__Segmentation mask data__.
● ● ●
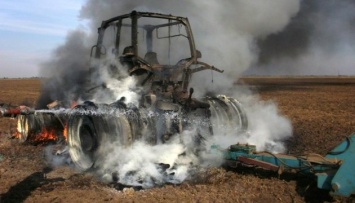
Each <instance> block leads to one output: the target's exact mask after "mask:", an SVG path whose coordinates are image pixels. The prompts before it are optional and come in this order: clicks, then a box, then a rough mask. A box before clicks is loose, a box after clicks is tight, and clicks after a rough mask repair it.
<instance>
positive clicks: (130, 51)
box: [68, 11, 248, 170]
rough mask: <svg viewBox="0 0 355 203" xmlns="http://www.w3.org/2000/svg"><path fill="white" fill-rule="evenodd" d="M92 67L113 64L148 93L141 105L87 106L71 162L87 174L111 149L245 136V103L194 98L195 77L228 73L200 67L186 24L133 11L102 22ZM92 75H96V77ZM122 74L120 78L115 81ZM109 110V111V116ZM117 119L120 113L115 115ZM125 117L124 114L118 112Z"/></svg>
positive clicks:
● ● ●
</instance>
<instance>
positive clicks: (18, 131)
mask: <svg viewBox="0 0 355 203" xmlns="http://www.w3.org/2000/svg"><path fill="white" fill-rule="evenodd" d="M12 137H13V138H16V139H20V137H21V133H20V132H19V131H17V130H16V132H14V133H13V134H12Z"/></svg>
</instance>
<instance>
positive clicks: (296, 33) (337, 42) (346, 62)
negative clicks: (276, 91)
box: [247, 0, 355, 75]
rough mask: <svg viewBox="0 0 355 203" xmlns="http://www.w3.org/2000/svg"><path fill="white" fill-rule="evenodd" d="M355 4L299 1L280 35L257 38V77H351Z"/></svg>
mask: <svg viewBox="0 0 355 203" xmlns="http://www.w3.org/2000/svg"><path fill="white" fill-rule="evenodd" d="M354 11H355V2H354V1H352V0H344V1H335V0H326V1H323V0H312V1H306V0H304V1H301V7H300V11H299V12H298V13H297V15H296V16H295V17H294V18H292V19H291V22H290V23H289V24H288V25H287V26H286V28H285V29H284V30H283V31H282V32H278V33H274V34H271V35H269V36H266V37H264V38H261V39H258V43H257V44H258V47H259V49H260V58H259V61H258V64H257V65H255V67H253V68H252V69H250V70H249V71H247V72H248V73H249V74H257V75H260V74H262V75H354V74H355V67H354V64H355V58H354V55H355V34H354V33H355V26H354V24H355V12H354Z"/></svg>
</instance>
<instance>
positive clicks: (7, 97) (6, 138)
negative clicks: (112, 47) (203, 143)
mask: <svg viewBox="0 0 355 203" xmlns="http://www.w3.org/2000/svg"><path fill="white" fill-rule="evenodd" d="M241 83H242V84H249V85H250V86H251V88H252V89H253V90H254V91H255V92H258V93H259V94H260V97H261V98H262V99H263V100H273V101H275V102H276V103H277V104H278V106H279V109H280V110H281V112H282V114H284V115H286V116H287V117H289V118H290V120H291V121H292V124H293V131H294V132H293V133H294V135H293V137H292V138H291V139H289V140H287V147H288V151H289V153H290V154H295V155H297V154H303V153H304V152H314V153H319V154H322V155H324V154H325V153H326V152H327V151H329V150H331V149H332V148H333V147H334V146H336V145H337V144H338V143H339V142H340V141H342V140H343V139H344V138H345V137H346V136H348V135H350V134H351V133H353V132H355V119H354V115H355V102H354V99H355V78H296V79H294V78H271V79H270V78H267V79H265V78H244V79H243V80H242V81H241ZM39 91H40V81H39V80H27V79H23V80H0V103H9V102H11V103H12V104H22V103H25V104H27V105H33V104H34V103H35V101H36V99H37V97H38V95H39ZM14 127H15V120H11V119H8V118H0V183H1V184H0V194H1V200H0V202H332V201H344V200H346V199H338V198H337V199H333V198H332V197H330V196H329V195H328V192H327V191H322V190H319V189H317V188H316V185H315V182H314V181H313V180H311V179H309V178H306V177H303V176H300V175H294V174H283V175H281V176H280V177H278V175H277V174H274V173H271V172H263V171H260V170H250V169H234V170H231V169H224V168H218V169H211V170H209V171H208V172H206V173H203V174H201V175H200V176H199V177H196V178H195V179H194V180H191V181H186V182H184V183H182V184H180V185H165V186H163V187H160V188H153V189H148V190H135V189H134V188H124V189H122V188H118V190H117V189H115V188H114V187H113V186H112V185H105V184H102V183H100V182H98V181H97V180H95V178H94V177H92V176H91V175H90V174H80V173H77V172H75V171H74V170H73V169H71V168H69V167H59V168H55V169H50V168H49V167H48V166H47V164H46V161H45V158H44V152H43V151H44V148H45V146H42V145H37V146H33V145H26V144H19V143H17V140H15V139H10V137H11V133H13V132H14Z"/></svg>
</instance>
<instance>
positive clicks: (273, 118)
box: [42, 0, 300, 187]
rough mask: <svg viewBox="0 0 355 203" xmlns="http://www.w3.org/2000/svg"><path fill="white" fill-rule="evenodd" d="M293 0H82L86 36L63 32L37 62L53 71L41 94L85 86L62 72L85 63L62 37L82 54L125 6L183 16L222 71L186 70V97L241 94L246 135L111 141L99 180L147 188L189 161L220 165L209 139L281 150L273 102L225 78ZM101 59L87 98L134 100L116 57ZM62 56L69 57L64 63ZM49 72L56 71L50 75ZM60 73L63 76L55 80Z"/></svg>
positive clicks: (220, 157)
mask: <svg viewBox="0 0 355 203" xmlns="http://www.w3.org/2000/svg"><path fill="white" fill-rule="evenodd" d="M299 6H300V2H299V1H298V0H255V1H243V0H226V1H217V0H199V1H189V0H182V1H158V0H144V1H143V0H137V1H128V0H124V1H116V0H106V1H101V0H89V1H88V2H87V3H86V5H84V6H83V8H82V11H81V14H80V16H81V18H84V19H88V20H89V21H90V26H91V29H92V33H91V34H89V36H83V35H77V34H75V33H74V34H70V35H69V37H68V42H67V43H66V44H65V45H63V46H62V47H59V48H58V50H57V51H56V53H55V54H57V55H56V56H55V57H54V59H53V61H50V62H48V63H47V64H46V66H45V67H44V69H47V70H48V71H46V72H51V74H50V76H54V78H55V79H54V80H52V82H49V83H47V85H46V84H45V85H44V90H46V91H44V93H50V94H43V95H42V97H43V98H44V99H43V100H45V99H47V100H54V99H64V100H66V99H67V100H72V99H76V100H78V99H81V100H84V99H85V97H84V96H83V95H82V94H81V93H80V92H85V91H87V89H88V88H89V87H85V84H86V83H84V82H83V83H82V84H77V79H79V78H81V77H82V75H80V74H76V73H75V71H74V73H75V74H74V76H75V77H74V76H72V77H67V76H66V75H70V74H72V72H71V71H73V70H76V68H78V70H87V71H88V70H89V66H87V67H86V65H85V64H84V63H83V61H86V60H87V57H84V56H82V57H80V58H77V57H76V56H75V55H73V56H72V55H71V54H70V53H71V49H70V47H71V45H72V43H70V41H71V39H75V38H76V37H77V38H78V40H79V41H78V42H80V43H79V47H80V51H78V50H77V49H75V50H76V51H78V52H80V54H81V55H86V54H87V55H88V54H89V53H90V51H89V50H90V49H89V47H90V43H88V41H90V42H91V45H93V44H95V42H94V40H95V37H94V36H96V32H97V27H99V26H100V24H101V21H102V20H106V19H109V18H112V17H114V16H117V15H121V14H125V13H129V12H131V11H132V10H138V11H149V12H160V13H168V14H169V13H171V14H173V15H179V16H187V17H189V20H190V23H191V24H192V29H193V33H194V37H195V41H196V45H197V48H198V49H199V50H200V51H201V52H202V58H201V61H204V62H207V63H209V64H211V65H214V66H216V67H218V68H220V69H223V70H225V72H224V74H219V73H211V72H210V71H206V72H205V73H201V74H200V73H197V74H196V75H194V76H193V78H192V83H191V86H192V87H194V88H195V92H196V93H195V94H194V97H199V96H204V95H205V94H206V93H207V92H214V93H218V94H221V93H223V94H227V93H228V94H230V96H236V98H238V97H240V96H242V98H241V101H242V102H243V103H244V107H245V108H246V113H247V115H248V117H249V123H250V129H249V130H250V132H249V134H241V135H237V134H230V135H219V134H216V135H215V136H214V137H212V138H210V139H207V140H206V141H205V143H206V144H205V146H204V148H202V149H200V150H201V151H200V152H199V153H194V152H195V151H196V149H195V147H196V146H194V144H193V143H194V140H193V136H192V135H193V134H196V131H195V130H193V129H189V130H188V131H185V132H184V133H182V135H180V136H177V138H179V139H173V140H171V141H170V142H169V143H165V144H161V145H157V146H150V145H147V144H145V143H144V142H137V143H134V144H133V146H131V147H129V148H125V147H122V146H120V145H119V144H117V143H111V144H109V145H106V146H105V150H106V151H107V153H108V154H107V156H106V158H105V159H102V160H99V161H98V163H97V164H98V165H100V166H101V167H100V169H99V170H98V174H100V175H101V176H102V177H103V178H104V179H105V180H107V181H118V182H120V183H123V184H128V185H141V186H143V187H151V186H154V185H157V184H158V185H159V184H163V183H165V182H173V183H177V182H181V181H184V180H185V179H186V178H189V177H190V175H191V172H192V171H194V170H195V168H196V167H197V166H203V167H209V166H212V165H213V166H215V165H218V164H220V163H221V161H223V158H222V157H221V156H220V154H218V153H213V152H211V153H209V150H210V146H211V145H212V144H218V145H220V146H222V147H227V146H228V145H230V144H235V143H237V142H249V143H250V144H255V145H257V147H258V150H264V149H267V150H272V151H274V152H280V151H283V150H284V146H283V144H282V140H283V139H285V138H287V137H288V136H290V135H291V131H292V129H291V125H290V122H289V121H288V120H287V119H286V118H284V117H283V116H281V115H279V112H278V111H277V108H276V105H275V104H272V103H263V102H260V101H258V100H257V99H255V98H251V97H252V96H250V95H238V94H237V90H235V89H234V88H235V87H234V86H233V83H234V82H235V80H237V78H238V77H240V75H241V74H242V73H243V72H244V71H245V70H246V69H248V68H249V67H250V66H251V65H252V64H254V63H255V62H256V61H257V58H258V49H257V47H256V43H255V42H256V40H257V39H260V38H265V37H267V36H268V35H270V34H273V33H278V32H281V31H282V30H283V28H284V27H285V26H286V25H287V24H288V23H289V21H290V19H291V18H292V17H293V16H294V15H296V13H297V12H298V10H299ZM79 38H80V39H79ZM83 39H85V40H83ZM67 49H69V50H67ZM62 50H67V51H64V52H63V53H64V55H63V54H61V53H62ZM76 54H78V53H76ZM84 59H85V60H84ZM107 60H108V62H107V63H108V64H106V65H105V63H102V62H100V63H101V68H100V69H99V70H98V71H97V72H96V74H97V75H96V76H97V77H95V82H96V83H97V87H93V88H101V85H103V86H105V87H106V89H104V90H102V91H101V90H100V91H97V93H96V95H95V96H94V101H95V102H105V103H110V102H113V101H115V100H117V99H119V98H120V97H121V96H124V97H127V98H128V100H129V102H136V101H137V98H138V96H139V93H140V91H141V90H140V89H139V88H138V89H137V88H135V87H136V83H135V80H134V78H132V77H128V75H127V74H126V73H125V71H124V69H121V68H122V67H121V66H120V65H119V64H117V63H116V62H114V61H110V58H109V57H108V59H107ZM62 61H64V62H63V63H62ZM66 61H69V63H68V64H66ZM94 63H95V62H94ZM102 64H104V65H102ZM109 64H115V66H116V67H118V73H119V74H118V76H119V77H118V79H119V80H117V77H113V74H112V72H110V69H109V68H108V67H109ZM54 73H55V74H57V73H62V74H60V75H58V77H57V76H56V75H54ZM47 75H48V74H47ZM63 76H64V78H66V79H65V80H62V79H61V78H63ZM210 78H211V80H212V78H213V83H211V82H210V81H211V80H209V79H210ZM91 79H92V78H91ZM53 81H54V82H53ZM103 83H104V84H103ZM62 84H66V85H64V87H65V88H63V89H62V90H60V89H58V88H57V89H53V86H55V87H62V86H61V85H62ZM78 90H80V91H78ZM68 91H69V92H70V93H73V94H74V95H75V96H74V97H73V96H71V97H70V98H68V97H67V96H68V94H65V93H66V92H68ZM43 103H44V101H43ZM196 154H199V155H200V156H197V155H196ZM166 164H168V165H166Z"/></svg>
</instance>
● ● ●
__Problem to work on__.
Using the records above, set down exactly the lines from the one with "Each <instance> block" through the one with "positive clicks: (130, 51)", inclusive, and nothing more.

__Result__.
Each <instance> block leads to one output: the target's exact mask after "mask:", an SVG path whose coordinates are image pixels. The prompts before it are optional and come in this order: clicks, then a box, then a rough mask. A box before clicks is loose, a box after clicks is tight, and clicks after a rough mask repair it.
<instance>
positive clicks: (130, 51)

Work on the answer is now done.